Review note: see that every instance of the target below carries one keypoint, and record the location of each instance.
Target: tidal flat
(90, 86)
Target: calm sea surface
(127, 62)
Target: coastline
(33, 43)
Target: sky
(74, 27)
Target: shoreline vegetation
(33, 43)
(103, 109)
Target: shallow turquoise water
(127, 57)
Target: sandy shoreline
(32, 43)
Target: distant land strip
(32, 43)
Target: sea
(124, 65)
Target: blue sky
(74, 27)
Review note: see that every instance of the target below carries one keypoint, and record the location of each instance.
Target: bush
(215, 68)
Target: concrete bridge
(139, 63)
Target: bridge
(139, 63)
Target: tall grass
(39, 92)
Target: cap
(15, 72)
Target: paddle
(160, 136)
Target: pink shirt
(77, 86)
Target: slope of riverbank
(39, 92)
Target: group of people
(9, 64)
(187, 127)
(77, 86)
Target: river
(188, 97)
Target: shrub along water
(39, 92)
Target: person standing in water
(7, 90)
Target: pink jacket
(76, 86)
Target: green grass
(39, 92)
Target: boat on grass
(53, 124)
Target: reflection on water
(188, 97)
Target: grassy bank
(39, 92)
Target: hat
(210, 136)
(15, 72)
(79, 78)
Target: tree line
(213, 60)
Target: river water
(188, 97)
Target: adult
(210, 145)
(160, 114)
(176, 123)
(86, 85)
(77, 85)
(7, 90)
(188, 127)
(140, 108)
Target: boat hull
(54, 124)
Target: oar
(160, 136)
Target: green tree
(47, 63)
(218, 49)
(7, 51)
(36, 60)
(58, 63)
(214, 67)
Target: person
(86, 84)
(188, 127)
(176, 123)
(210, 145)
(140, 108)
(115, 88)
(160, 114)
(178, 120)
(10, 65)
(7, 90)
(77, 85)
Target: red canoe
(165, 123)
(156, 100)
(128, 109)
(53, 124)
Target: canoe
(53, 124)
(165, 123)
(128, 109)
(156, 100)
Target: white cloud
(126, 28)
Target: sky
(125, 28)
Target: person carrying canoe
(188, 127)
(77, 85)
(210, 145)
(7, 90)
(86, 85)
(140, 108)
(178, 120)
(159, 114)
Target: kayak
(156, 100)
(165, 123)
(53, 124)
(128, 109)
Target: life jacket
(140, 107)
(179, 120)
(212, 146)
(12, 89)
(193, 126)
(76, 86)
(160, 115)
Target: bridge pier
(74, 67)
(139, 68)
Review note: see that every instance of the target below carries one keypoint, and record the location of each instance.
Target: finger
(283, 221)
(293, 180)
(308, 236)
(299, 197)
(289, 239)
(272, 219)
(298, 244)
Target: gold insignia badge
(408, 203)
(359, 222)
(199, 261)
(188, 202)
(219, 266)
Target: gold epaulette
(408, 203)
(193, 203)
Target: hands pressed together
################
§ What this task involves
Quote the entire listing above exactly.

§ Result for this task
Review note: see that every instance of the target below carries one keypoint, and record the location of each instance.
Target: tidal flat
(90, 86)
Target: calm sea surface
(127, 62)
Target: coastline
(33, 43)
Target: sky
(74, 27)
Target: shoreline vegetation
(33, 43)
(103, 109)
Target: shallow turquoise water
(127, 57)
Target: sandy shoreline
(32, 43)
Target: distant land strip
(32, 43)
Target: sea
(124, 65)
Target: blue sky
(74, 27)
Review note: see that every instance of the target below carries one keypoint, and record the location of each instance.
Target: bush
(215, 68)
Target: concrete bridge
(139, 63)
Target: bridge
(139, 63)
Target: tall grass
(39, 92)
Target: cap
(15, 72)
Target: paddle
(160, 136)
Target: pink shirt
(77, 86)
Target: slope of riverbank
(39, 92)
Target: group of people
(9, 64)
(187, 127)
(77, 86)
Target: river
(188, 97)
Target: shrub along water
(39, 92)
Target: person standing in water
(7, 90)
Target: pink jacket
(76, 86)
Target: green grass
(39, 92)
Target: boat on grass
(53, 124)
Target: reflection on water
(188, 97)
Target: grassy bank
(39, 92)
Target: hat
(210, 136)
(15, 72)
(79, 78)
Target: tree line
(213, 60)
Target: river water
(188, 97)
Target: adult
(210, 145)
(160, 114)
(176, 123)
(86, 85)
(77, 85)
(7, 90)
(188, 127)
(140, 108)
Target: boat hull
(54, 124)
Target: oar
(160, 136)
Target: green tree
(47, 63)
(218, 49)
(7, 51)
(36, 60)
(58, 63)
(214, 67)
Target: person
(86, 84)
(188, 127)
(176, 123)
(210, 145)
(140, 108)
(115, 88)
(160, 114)
(178, 120)
(10, 65)
(7, 90)
(77, 85)
Target: red canoe
(165, 123)
(156, 100)
(128, 109)
(53, 124)
Target: canoe
(53, 124)
(165, 123)
(128, 109)
(156, 100)
Target: white cloud
(126, 28)
Target: sky
(125, 28)
Target: person carrying canoe
(188, 127)
(77, 85)
(210, 145)
(7, 90)
(86, 85)
(140, 108)
(178, 120)
(159, 114)
Target: kayak
(156, 100)
(165, 123)
(53, 124)
(128, 109)
Target: life jacket
(140, 107)
(179, 120)
(212, 146)
(12, 89)
(193, 126)
(76, 86)
(160, 115)
Target: bridge pier
(74, 67)
(139, 68)
Review note: see that every instance of the target below carries one keypoint, and record the location of each instance.
Target: finger
(283, 221)
(293, 180)
(308, 236)
(299, 197)
(289, 239)
(272, 219)
(298, 244)
Target: gold insignia badge
(408, 203)
(359, 222)
(199, 261)
(188, 202)
(219, 266)
Target: gold epaulette
(408, 203)
(193, 203)
Target: hands pressed together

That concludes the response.